◆ WORK TO COMPLETE:
Scan the entries below for the word "face". Copy out every line in which it occurs.

◆ Region pointing data:
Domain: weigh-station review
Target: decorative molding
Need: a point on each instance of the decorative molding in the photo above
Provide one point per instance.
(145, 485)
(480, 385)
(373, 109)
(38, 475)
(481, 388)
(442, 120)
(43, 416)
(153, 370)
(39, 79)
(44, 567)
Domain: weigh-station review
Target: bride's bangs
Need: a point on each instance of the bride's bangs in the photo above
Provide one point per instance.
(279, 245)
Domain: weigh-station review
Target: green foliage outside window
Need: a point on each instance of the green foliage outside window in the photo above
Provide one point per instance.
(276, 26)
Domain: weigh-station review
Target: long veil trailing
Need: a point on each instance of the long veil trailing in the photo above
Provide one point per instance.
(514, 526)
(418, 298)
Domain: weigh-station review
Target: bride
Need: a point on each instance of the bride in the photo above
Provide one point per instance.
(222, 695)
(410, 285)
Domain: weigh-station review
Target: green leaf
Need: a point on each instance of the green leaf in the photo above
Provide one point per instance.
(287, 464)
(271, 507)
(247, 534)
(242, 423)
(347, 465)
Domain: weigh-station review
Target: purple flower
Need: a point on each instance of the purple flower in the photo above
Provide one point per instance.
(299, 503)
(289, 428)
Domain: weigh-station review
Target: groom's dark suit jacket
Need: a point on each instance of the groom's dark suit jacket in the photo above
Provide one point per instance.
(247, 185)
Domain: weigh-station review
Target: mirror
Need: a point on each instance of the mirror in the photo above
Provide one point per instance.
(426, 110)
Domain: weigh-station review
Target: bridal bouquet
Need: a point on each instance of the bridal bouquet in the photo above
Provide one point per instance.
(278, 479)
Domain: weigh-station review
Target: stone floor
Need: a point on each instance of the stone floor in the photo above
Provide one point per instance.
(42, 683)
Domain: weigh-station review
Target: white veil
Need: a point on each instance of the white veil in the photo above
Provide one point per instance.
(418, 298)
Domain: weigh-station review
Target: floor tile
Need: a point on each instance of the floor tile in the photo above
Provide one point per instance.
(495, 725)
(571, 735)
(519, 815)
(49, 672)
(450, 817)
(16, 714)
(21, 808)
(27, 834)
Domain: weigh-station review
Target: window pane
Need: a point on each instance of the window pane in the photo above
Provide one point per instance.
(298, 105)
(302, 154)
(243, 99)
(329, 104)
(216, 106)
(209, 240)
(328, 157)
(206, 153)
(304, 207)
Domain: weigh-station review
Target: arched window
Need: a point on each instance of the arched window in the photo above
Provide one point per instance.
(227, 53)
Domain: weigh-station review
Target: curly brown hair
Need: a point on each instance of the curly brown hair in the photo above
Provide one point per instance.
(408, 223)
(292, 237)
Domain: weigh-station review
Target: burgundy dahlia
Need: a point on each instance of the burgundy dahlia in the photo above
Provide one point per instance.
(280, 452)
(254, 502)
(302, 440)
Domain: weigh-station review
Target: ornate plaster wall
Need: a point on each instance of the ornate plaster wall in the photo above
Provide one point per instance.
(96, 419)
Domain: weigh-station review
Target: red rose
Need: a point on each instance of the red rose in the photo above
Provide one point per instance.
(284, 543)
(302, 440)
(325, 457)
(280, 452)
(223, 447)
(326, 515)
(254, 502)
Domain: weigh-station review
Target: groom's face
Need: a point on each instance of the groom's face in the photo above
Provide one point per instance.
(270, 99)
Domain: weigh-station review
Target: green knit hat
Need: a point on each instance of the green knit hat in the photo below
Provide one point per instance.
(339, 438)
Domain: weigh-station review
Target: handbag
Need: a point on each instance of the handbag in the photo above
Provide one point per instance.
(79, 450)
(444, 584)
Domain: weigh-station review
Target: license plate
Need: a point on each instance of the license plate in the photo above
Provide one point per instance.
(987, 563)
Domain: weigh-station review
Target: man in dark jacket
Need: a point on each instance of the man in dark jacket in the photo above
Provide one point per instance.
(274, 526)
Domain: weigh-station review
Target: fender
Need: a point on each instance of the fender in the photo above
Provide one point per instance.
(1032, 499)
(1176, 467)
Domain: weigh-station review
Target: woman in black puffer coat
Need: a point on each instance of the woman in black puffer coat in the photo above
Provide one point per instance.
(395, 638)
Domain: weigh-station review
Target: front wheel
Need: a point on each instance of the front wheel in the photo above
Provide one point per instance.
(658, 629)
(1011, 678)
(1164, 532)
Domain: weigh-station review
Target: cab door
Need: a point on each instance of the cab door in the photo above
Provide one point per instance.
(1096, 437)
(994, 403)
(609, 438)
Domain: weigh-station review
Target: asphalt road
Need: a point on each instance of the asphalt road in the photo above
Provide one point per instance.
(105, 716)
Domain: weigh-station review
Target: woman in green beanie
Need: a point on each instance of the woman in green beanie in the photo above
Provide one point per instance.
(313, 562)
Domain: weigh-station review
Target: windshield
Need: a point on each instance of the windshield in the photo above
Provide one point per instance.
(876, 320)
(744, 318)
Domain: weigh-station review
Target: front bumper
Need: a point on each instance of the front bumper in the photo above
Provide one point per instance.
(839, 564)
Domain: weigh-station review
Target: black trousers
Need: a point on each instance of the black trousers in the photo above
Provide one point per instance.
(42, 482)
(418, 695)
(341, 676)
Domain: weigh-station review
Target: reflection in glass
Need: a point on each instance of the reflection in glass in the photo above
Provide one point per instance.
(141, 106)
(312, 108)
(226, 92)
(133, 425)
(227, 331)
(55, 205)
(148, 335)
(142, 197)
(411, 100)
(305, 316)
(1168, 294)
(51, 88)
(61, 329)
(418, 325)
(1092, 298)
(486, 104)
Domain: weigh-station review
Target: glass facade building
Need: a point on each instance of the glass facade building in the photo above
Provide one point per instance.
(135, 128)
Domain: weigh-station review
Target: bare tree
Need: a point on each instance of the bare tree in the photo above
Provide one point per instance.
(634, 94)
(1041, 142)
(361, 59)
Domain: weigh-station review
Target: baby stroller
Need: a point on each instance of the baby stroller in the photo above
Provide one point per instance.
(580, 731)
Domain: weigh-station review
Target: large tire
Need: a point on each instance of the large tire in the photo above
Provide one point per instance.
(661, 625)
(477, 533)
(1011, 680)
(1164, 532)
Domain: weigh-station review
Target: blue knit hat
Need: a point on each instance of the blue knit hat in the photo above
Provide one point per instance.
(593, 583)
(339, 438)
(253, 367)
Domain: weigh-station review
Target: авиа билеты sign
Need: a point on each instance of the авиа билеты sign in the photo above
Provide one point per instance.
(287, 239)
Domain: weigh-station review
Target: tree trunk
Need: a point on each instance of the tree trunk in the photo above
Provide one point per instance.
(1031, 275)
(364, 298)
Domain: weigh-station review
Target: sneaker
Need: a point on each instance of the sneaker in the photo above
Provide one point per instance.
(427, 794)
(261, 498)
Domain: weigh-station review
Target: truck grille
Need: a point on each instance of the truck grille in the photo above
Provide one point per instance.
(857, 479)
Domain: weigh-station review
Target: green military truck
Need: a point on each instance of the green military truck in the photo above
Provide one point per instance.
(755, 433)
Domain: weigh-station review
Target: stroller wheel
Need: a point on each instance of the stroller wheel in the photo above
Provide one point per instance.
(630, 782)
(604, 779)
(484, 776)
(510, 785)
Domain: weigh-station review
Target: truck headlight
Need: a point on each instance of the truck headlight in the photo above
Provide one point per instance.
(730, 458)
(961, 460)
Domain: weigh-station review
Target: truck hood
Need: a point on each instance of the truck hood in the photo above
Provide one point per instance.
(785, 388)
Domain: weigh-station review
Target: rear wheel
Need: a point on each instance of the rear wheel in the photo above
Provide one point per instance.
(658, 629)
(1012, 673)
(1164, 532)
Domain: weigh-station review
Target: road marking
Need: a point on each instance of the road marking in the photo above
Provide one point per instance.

◆ YOUR RESPONSE:
Target: groom's face
Need: a point on each instance of the groom's face in the photo above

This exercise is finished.